═══ Records ═══

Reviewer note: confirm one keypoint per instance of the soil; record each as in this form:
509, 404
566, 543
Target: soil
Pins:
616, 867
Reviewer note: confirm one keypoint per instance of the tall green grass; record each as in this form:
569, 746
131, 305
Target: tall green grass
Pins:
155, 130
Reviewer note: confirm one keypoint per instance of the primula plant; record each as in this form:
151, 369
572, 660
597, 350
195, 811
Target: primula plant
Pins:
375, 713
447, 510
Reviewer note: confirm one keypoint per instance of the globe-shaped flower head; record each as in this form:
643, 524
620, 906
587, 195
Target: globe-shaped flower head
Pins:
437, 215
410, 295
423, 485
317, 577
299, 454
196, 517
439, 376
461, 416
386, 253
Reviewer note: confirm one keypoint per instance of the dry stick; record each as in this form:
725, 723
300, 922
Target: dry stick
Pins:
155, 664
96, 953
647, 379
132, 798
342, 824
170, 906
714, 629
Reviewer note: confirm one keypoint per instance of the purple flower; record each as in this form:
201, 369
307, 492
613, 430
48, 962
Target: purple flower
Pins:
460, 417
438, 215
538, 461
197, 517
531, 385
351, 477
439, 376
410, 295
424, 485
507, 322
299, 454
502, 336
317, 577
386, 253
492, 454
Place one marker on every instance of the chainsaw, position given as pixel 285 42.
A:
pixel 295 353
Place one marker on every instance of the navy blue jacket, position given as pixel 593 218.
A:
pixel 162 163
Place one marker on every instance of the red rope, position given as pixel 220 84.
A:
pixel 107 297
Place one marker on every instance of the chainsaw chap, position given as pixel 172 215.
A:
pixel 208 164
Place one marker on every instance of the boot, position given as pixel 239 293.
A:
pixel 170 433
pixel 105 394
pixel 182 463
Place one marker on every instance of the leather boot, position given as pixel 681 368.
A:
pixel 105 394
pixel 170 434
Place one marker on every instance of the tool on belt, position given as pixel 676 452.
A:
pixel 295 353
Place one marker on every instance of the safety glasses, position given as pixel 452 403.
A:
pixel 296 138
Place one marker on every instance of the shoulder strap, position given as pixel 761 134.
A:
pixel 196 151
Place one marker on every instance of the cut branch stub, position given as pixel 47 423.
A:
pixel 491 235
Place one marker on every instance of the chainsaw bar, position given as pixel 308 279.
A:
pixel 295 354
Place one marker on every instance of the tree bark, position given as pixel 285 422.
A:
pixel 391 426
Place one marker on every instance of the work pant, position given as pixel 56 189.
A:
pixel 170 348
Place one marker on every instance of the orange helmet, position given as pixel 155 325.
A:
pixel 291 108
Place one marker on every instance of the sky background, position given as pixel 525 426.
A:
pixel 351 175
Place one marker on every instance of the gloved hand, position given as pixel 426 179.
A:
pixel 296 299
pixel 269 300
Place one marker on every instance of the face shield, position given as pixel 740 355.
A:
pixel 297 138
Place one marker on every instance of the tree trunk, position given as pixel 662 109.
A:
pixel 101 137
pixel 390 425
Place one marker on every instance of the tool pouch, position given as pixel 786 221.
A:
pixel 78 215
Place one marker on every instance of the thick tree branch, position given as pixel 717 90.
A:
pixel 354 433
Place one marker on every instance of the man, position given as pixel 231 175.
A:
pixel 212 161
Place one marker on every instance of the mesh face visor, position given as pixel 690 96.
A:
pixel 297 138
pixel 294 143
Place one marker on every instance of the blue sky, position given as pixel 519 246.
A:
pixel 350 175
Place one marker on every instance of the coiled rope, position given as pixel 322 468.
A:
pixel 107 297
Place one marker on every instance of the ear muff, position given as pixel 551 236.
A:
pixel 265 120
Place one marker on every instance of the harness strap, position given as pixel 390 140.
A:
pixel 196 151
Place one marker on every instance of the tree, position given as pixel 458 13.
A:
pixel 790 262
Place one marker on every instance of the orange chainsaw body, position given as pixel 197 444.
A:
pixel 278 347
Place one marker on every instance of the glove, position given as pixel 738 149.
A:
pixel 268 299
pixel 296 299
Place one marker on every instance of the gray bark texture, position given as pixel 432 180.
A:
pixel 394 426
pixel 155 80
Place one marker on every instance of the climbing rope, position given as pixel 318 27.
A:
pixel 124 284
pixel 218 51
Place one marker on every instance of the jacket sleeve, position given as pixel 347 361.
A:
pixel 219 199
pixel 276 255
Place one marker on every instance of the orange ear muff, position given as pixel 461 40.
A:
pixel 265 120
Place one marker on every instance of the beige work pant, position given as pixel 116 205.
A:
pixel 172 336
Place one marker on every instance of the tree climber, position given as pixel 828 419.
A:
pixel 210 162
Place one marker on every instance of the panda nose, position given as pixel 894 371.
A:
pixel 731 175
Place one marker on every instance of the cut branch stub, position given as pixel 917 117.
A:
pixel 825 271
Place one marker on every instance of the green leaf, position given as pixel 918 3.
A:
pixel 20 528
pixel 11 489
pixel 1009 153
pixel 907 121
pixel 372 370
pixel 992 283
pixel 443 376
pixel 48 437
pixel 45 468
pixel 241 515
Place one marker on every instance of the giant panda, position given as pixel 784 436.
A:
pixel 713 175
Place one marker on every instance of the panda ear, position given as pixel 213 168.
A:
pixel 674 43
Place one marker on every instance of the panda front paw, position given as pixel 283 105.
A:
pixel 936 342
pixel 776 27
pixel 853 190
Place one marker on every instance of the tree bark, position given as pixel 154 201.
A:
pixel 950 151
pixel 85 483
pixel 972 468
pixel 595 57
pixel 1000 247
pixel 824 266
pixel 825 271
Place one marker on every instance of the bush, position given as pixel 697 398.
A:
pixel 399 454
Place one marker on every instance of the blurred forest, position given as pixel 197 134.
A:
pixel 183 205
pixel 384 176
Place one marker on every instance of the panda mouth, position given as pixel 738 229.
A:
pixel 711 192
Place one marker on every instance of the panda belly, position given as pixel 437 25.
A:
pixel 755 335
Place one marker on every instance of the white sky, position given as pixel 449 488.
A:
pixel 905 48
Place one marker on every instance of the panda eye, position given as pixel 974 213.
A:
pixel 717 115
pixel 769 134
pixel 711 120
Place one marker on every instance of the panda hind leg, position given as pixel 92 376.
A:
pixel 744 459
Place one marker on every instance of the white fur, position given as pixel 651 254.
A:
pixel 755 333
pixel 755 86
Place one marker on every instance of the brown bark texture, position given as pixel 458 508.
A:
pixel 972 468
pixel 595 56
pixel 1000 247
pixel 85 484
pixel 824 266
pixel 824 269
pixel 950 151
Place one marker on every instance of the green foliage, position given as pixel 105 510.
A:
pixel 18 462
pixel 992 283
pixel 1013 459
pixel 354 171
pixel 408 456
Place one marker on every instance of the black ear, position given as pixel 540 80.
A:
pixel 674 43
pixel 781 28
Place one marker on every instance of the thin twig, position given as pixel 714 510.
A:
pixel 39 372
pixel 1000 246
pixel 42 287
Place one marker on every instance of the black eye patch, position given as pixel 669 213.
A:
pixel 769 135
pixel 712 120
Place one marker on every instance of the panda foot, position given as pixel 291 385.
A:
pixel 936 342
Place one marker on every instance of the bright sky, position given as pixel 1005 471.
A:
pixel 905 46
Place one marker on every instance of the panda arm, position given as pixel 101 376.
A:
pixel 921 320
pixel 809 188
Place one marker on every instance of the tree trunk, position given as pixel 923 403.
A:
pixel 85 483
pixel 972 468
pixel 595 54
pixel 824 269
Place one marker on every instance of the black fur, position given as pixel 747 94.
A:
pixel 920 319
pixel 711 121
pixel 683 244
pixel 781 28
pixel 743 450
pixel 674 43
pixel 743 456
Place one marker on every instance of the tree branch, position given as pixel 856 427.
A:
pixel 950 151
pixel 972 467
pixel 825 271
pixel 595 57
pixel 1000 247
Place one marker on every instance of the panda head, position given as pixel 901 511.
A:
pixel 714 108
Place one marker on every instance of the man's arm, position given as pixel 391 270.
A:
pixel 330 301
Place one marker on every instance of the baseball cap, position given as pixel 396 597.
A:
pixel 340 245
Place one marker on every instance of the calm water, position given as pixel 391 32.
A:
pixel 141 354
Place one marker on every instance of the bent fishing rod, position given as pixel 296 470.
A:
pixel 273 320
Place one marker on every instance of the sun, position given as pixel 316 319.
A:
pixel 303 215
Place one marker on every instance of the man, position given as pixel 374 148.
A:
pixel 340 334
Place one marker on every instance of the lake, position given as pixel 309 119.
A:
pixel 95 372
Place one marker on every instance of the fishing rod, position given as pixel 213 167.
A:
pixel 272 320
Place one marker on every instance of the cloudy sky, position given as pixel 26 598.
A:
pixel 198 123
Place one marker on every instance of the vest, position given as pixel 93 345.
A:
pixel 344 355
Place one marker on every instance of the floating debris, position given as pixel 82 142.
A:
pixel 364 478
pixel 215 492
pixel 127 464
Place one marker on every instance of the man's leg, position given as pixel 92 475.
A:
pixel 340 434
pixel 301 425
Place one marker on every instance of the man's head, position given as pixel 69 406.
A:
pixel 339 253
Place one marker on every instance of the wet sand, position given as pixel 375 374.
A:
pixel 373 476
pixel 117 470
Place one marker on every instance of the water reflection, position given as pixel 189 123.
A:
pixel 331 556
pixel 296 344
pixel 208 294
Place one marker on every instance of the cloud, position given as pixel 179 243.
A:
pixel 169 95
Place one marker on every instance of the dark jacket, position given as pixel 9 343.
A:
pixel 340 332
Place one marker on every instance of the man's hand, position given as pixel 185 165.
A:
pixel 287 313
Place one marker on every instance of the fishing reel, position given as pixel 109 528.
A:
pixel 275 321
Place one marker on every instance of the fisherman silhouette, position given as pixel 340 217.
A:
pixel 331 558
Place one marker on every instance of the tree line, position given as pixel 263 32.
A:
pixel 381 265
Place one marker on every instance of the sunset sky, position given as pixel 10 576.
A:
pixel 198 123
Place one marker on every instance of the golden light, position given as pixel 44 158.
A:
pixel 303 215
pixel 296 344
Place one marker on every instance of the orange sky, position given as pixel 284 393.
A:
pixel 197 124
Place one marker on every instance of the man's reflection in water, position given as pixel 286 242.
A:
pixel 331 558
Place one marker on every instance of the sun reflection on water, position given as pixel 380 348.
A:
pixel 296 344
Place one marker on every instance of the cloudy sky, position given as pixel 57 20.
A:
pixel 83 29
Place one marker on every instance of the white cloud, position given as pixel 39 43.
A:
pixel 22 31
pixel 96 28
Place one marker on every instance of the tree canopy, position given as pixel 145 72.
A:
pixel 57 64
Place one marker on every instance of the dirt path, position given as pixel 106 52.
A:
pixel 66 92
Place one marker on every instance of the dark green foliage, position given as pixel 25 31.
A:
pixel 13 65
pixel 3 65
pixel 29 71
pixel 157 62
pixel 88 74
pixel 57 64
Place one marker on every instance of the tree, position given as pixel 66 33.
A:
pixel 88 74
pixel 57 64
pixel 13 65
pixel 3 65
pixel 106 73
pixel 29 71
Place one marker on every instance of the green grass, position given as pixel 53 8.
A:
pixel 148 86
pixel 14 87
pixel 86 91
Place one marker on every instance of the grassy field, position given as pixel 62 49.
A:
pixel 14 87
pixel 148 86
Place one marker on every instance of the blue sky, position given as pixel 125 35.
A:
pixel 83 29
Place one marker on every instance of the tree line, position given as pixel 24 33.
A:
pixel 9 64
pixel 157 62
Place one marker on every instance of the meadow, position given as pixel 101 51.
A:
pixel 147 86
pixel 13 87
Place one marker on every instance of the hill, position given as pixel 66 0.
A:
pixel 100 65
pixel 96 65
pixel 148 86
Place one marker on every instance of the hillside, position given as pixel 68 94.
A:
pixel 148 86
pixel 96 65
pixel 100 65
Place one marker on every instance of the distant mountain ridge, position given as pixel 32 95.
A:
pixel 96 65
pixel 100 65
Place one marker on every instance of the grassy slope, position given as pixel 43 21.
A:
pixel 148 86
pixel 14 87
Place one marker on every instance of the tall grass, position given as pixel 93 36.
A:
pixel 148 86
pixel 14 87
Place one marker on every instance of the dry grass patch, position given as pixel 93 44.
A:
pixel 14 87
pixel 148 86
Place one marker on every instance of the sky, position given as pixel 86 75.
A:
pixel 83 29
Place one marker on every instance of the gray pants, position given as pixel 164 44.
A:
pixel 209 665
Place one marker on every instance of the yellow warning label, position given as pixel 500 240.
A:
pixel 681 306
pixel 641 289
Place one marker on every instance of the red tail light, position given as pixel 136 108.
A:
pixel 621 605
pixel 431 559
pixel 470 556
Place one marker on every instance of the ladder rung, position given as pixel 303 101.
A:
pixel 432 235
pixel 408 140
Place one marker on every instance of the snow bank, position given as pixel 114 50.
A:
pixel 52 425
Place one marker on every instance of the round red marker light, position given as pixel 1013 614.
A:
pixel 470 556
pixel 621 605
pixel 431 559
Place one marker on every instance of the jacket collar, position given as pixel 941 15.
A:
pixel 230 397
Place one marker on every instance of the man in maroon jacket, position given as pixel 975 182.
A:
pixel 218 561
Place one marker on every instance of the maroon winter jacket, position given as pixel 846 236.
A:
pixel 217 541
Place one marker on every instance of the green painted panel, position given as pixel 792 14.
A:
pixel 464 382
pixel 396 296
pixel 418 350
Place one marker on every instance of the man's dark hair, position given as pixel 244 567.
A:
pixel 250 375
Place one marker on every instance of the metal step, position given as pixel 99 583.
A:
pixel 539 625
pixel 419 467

═══

### Directive
Lay out the lines from the one containing "Place one marker on every instance of the green grass, position" to the one containing "pixel 13 87", both included, as a numbered list without blank lines.

### In response
1. Place one marker on every instance of the green grass, position given as pixel 53 8.
2. A:
3. pixel 148 86
4. pixel 14 87
5. pixel 86 91
6. Place one marker on every instance of the grassy field, position given as pixel 62 49.
7. A:
8. pixel 14 87
9. pixel 148 86
10. Place one marker on every instance of the blue sky, position given as pixel 125 35.
11. A:
12. pixel 83 29
13. Place one marker on every instance of the tree line, position given as pixel 24 33.
14. A:
15. pixel 9 64
16. pixel 157 62
17. Place one marker on every instance of the meadow, position given as pixel 101 51.
18. A:
19. pixel 147 86
20. pixel 13 87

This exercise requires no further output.